EXTRACT TO READ:
★ ★ ★ ★ ★ ★ ★
By an application under section 6 of the Insolvency Act 1986 (“the Act”) dated the 14th April 2004 the Revenue applied for an order revoking or alternatively suspending the Arrangement on the grounds that the Arrangement unfairly prejudices the interests of the Revenue as a creditor and that there were material irregularities at or in relation to the creditors’ meeting, namely non-compliance with section 4(4)(a) of the Act. The complaint is that the non-preferential creditors will receive 100 pence in the pound whilst the Revenue who are preferential creditors will only receive 30 pence in the pound. By an order dated the 28th April 2004, it was ordered that the hearing of the application be expedited and the application came on before me for hearing on the 6th May 2004. I have expedited the preparation of this judgment.
The application raises questions of construction of section 6 and section 4(4)(a) of the Act on which I have received valuable assistance from both counsel.
FACTS
Under the Articles the League has an authorised share capital of 100 shares of 5 pence each and 72 of the shares have been issued to Member Clubs. Member Clubs and only Member Clubs may play in the League’s matches. Article 4 provides that the Board of the League may serve on a Member Club a notice requiring it to transfer its share to such persons as it shall specify at the price of 5 pence (a notice referred to in the Articles and the Policy as a notice of withdrawal of membership and which I shall refer to as a “Notice”). The conditions on which the Board may serve the Notice (include amongst other events) the presentation of a petition or an order made against the Member Club for an administration order or the making of a winding up order. Article 4.8 provides that the Board shall have power to give the Notice suspended for a period and to impose such conditions on the Member Club as it decides and to withdraw the notice if “Football Creditors” (as defined) are paid in full or payment in full is secured and any other conditions are satisfied. Article 55 provides that the League shall keep an account called “the Pool Account” into which the income of the League (including television income) is paid and out of which payments are to be made as thereafter specified to Member Clubs. Article 70.1 authorises the Board to impose penalties on a Member Club if it defaults in making any payment due to any of 14 specified persons who are referred to as “Football Creditors”. The specified persons include any full time employee or ex-employee of the Member Club to whom there are due arrears of remuneration and any other Member Club. Article 70.2 requires the Board to apply any sums standing to the credit of a Member Club which is in default in making such payments in discharging debts due to Football Creditors.
★ ★ ★ ★ ★ ★ ★
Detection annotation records
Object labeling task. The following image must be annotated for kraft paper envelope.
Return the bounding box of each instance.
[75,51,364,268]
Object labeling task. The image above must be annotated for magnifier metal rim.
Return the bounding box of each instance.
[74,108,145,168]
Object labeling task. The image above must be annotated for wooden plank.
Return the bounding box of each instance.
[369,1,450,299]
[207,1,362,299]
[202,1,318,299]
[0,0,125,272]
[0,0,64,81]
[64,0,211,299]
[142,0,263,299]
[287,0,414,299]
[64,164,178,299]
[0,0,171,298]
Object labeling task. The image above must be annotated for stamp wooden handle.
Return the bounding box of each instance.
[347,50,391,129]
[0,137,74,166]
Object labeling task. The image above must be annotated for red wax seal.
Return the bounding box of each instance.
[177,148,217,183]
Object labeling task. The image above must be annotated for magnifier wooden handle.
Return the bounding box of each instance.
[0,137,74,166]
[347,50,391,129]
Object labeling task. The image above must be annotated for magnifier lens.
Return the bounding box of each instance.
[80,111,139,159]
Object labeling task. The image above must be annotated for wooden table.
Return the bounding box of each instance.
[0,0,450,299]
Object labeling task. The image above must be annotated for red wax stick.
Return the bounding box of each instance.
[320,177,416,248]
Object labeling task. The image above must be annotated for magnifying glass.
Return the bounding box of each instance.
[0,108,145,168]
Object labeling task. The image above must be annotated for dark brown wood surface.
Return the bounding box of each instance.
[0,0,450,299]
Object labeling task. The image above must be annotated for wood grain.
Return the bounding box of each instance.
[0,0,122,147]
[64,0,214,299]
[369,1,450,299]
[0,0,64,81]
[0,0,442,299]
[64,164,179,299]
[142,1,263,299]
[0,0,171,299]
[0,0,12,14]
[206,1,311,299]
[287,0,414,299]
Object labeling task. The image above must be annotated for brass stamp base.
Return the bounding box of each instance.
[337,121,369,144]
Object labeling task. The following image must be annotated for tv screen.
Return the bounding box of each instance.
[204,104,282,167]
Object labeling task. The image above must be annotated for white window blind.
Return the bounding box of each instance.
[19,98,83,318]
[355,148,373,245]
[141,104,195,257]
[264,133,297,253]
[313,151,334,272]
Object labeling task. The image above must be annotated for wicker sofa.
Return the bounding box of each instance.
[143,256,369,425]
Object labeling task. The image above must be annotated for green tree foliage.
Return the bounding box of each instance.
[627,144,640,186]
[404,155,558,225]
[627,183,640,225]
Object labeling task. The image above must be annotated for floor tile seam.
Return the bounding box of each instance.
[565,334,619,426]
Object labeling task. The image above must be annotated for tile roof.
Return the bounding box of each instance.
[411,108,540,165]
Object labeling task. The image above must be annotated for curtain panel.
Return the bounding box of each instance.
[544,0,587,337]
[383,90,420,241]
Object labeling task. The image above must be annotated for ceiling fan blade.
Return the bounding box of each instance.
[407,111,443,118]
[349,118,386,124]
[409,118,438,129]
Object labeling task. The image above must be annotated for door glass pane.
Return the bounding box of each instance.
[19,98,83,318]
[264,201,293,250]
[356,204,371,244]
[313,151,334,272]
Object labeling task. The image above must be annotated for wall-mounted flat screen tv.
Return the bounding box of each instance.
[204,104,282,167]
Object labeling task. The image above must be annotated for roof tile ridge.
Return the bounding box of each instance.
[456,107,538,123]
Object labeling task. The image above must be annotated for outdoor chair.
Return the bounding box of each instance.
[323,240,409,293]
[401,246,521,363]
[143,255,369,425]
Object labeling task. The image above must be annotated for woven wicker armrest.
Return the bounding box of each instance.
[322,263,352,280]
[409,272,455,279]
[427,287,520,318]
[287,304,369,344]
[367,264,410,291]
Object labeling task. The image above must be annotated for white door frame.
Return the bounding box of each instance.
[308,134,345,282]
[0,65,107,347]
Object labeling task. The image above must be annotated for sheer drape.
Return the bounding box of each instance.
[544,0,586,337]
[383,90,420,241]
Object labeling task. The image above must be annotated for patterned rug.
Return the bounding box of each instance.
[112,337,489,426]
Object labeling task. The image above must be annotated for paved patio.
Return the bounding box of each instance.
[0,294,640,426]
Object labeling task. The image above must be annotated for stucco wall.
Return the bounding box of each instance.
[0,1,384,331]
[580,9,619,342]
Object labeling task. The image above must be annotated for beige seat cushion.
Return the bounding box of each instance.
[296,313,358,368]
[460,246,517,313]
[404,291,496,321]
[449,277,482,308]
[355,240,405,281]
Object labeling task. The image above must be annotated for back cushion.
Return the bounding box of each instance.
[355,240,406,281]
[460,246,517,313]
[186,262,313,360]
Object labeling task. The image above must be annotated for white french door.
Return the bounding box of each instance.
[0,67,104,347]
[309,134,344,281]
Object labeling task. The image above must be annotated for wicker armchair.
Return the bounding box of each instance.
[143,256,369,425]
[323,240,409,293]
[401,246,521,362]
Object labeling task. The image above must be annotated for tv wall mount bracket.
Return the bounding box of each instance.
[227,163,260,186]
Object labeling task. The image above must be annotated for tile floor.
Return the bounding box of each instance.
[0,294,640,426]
★ ★ ★ ★ ★ ★ ★
PROBLEM TO WORK ON:
Echo the part of the insolvency judgment that starts at the words "By an application" and ends after the words "of this judgment.".

SOLUTION:
By an application under section 6 of the Insolvency Act 1986 (“the Act”) dated the 14th April 2004 the Revenue applied for an order revoking or alternatively suspending the Arrangement on the grounds that the Arrangement unfairly prejudices the interests of the Revenue as a creditor and that there were material irregularities at or in relation to the creditors’ meeting, namely non-compliance with section 4(4)(a) of the Act. The complaint is that the non-preferential creditors will receive 100 pence in the pound whilst the Revenue who are preferential creditors will only receive 30 pence in the pound. By an order dated the 28th April 2004, it was ordered that the hearing of the application be expedited and the application came on before me for hearing on the 6th May 2004. I have expedited the preparation of this judgment.